+++ RECORDS FOR THE TASK +++
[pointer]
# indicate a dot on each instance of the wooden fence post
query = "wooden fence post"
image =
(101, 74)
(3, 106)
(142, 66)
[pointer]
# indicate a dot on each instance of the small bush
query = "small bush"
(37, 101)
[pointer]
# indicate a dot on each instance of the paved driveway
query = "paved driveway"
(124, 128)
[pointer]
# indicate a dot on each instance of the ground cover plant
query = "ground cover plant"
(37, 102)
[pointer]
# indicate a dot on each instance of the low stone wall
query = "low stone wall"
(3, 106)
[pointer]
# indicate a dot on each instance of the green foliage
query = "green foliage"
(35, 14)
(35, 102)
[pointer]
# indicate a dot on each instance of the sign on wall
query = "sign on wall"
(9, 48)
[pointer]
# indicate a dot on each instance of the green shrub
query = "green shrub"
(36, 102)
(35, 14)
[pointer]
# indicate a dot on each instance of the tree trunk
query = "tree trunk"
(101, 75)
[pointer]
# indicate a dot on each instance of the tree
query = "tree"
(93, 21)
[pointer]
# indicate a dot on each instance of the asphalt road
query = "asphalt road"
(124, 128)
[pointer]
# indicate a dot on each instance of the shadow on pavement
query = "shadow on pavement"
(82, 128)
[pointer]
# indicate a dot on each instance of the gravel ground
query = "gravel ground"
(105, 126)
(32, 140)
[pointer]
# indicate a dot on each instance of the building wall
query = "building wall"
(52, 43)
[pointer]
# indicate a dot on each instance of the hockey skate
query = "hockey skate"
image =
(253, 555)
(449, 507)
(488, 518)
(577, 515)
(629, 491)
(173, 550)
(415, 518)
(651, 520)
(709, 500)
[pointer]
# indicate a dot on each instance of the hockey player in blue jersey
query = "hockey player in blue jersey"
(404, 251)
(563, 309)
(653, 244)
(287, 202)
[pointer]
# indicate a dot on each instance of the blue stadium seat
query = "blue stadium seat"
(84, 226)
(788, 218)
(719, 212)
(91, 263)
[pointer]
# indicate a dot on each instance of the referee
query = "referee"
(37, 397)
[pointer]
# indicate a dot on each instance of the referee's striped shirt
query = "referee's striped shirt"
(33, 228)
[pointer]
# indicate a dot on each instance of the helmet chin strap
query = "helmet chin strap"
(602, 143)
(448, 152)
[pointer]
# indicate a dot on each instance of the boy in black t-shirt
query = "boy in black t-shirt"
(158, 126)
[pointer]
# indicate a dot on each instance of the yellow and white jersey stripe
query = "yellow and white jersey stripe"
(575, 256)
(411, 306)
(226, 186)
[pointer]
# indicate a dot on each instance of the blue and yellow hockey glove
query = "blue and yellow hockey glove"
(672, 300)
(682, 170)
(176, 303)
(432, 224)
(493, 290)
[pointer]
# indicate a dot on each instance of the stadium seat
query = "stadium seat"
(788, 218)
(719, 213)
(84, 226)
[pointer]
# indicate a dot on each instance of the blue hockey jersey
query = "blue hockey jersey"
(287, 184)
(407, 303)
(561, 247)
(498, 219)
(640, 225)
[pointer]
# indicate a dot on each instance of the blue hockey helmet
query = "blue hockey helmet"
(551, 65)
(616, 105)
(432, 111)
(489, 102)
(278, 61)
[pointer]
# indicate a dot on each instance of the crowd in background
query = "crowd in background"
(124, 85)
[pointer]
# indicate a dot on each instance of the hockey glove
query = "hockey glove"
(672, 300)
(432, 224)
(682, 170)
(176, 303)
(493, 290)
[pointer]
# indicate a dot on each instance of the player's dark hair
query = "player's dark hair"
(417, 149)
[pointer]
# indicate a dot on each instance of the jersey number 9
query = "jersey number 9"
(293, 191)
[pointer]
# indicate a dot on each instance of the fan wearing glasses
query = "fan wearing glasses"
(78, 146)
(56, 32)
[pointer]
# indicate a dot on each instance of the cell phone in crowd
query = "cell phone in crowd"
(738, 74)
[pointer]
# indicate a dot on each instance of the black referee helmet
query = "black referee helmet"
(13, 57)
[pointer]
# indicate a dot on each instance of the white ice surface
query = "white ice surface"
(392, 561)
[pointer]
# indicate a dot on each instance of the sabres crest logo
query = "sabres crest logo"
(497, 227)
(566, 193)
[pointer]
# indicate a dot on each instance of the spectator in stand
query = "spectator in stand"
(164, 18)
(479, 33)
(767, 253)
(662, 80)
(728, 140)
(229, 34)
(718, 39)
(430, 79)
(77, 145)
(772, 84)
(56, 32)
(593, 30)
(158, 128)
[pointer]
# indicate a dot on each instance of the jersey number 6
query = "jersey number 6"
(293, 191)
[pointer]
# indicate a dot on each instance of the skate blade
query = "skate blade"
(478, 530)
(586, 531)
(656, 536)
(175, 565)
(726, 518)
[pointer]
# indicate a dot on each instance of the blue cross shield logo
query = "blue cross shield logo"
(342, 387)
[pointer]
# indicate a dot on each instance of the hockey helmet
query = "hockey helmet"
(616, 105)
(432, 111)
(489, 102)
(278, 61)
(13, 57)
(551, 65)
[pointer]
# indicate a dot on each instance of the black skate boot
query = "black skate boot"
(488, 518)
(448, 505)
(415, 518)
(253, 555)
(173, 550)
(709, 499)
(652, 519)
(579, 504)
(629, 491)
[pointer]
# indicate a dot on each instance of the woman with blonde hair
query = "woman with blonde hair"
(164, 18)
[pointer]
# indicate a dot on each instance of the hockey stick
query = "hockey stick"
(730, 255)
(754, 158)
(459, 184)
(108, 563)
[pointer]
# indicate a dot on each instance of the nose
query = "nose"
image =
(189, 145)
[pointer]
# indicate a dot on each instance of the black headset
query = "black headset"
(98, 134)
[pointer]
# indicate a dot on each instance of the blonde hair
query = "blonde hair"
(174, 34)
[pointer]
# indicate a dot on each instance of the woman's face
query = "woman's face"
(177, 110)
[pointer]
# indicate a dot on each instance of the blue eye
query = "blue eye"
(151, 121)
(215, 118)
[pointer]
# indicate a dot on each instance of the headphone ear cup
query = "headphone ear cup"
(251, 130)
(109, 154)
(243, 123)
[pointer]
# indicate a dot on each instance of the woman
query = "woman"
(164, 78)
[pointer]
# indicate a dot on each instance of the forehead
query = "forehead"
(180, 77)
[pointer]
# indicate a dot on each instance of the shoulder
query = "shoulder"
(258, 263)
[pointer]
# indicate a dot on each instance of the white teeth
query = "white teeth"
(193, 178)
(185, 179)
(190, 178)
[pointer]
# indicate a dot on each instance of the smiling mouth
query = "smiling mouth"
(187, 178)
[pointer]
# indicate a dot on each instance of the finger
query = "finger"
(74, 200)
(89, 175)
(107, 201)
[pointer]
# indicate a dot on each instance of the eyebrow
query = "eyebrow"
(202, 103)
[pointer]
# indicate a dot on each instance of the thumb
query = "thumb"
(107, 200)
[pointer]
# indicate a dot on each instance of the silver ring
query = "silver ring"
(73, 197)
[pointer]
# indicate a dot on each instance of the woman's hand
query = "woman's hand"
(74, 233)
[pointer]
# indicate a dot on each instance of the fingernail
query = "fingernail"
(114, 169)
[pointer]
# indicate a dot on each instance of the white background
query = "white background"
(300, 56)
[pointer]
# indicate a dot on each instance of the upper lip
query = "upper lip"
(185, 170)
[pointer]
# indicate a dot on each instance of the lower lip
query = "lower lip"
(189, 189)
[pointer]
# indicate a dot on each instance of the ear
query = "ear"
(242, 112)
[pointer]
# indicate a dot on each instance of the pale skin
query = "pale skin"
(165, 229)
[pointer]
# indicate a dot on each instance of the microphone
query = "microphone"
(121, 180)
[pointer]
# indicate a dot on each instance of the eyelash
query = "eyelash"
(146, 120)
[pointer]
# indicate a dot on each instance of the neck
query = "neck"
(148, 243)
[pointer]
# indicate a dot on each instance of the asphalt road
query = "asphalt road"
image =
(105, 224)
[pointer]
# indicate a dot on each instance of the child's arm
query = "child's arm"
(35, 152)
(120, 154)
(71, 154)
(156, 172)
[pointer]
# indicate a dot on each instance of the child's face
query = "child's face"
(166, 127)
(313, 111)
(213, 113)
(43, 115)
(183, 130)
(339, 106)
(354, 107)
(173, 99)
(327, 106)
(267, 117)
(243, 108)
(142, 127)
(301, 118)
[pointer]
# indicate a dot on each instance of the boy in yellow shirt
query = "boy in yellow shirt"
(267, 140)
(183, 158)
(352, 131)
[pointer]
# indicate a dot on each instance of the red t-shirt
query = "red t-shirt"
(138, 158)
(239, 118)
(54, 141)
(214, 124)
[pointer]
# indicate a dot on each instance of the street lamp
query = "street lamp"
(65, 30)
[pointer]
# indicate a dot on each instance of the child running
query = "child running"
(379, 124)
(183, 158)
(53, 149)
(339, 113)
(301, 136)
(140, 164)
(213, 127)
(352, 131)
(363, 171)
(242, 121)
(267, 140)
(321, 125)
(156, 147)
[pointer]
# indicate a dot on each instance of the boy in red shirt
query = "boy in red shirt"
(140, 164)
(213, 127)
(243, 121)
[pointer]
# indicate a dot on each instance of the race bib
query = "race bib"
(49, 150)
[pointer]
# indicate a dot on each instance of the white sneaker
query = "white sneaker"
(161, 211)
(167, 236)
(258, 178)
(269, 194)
+++
- [WHAT THE TASK REQUIRES]: Return every line of the data above in which "nose" appears.

- [ANSWER FOR THE TASK]:
# indicate a dot on each instance of the nose
query = "nose"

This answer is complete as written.